━━ Source data ━━
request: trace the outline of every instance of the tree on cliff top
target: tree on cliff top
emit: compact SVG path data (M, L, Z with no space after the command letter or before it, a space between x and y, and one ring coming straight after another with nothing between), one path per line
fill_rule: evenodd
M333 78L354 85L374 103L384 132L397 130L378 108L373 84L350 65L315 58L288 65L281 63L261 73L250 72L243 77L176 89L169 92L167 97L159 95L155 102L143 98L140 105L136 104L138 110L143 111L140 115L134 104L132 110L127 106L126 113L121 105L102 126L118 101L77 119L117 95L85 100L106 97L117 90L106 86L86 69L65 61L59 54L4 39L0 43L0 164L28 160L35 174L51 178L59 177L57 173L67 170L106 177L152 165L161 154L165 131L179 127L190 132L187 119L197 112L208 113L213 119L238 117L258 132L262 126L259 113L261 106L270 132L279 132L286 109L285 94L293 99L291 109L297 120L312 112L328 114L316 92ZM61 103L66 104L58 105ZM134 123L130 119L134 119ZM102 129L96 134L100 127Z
━━━
• [Exercise instructions] Lay out the records above as a two-column CSV with the header columns input and output, one row per record. Put each record's text and its answer in one quoted field apiece, with line breaks turned into spaces.

• [Output of the task]
input,output
"request: trace the outline of every instance of the tree on cliff top target: tree on cliff top emit: compact SVG path data (M, L, Z with no space after the command letter or before it, a space between x and y, and one ring coming straight after another with nothing between), one path per line fill_rule: evenodd","M333 78L354 85L374 103L384 132L397 130L378 108L373 84L350 65L315 58L288 65L281 63L261 73L250 72L243 77L176 89L169 92L167 97L159 95L155 102L143 98L140 105L136 104L138 110L143 111L140 115L134 104L132 110L127 106L126 113L121 105L102 126L118 101L77 119L117 95L85 100L106 97L117 90L106 86L86 69L65 61L59 54L4 39L0 43L0 164L28 160L35 174L51 178L59 177L57 173L67 170L106 177L152 165L161 154L165 131L179 127L190 132L187 119L197 112L208 113L213 119L238 117L258 132L262 126L259 113L261 106L270 132L279 132L286 109L285 94L293 99L291 109L297 120L312 112L328 114L316 92ZM61 103L66 104L58 105ZM134 123L130 119L134 119ZM102 129L96 134L100 127Z"